#### EXERCISE PROMPT:
Rewrite the part of the records that starts with the line containing "Each instance of the gold patterned" and continues through the end of the records, with nothing else included. Keep every request line unchanged, and scale each coordinate in the answers by 1.55, rounding to whole numbers with halves rounded up.

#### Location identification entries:
════════
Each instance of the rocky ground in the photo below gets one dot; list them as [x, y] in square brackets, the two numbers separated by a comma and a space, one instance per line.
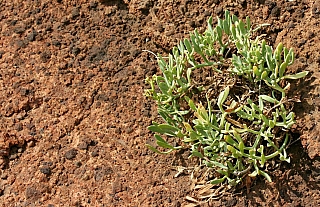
[73, 118]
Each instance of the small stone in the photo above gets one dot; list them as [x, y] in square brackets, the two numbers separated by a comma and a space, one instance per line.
[12, 157]
[95, 153]
[45, 170]
[275, 12]
[83, 146]
[32, 36]
[71, 154]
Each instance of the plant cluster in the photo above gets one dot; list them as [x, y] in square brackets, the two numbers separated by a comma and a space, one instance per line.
[235, 127]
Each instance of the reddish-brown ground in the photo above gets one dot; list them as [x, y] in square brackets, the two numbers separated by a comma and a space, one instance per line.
[73, 117]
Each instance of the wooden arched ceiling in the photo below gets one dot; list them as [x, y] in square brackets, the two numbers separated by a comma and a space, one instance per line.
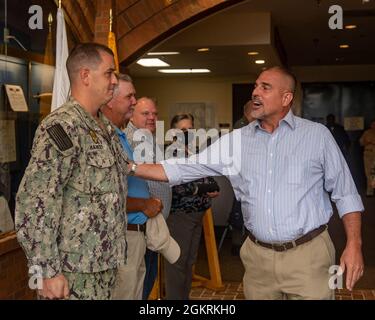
[80, 18]
[141, 24]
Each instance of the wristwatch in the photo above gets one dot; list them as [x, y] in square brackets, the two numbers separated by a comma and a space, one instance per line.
[133, 167]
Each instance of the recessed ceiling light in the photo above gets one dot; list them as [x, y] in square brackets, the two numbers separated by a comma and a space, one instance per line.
[167, 53]
[152, 62]
[184, 71]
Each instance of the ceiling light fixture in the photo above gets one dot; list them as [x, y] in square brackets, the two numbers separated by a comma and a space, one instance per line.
[167, 53]
[184, 70]
[152, 62]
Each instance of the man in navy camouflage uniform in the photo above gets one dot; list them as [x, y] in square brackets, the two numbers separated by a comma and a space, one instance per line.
[70, 206]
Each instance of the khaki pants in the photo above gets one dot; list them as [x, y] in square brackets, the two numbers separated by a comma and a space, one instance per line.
[298, 273]
[130, 277]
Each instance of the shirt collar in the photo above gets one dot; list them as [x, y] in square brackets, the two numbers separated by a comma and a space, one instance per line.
[120, 132]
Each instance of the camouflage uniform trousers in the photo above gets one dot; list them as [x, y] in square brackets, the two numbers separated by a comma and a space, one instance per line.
[91, 286]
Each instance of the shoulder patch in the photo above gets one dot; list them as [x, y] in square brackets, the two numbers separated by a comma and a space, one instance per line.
[60, 137]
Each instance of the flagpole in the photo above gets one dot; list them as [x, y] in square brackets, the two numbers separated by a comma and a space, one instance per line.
[110, 20]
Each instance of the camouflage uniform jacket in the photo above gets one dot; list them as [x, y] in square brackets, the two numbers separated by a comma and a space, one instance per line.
[70, 206]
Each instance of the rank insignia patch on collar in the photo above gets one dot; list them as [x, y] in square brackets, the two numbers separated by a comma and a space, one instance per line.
[94, 137]
[60, 137]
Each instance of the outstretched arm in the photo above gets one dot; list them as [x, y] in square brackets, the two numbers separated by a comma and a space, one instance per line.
[150, 172]
[351, 259]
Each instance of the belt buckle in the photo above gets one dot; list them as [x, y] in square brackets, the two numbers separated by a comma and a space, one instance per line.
[279, 247]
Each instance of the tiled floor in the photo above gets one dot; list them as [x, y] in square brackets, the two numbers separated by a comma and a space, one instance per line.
[234, 291]
[232, 269]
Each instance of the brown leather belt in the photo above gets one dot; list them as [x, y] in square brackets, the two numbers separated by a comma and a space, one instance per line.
[292, 244]
[137, 227]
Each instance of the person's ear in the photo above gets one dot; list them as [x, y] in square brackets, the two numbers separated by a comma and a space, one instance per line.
[287, 98]
[84, 75]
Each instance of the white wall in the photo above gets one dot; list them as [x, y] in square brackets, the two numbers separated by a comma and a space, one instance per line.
[218, 91]
[168, 91]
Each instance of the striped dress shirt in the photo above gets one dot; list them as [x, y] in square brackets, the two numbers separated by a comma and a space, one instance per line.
[283, 179]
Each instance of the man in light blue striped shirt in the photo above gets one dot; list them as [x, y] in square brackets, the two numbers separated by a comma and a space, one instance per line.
[286, 169]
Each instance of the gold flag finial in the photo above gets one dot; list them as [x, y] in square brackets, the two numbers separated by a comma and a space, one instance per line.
[50, 21]
[110, 20]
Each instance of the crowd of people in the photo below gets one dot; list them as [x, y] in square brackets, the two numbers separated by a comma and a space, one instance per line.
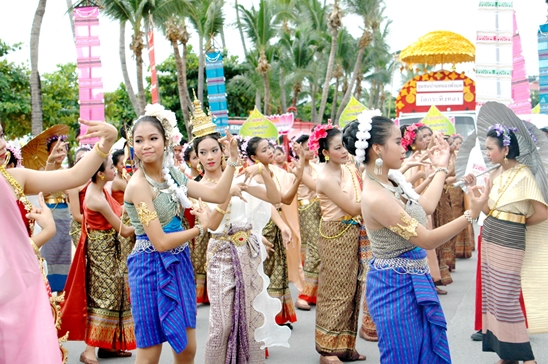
[365, 217]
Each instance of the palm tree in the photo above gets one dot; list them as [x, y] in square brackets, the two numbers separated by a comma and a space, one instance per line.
[207, 18]
[299, 56]
[35, 88]
[371, 13]
[261, 26]
[334, 23]
[125, 73]
[176, 32]
[136, 12]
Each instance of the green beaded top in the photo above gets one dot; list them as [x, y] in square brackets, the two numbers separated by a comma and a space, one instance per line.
[165, 207]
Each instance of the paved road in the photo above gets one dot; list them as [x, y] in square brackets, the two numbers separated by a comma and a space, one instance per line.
[458, 307]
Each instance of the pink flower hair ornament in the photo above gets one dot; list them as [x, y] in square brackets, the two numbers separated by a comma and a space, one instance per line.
[410, 135]
[318, 133]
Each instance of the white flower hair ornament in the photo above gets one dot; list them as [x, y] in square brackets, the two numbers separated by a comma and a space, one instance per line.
[363, 135]
[173, 136]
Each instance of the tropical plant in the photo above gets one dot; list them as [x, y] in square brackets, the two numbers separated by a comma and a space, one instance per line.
[371, 13]
[207, 18]
[334, 22]
[35, 90]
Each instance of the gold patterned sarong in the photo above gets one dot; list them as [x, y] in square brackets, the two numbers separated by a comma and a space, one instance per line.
[223, 273]
[75, 232]
[275, 267]
[309, 219]
[198, 253]
[109, 322]
[464, 241]
[339, 291]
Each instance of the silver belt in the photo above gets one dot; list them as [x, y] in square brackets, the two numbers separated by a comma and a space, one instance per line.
[145, 246]
[402, 265]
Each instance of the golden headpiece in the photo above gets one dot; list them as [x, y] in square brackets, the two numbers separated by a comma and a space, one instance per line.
[201, 123]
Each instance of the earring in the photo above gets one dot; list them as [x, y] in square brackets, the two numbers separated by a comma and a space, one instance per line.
[378, 165]
[223, 162]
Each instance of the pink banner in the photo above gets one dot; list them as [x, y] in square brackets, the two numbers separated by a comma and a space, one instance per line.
[153, 77]
[520, 83]
[86, 28]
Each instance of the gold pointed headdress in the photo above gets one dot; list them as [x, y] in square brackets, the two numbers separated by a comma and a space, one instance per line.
[201, 122]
════════
#### FULL SOLUTION:
Each instance of the gold patterned sarong in the photo above gets one dot; list them as [x, y] in square brackets, the two numbers separated by a comma and a space, one instance per line.
[346, 423]
[116, 360]
[426, 414]
[479, 339]
[307, 392]
[169, 499]
[719, 374]
[525, 451]
Each instance of the silver belt in the photo above gets one dot; list them as [x, y] in square brackets, the two numbers separated by a comma and a space, one instance per line.
[225, 381]
[623, 411]
Each instance of the golden headpiece in the photo above gets one dot; list them as [x, y] in square brackets, the two numbers separated by a comma and a space, one instance per line.
[312, 191]
Each instance of the earring in the photo above gets one dot; list them as [x, y] in square brackets, the two numbers separated by a comma and a space, one instance per line.
[586, 256]
[346, 251]
Each instance of the pink banner in the photo above gets one dot; list them as [x, y] in square brackets, the two numbers separated by a comma and a space, one instance per line.
[237, 119]
[806, 129]
[133, 43]
Each instance of the gold pointed headdress in the photo above gets one dot; list them as [x, y] in square brackets, the two numbers separated by a comma and a space, one instance per line.
[312, 189]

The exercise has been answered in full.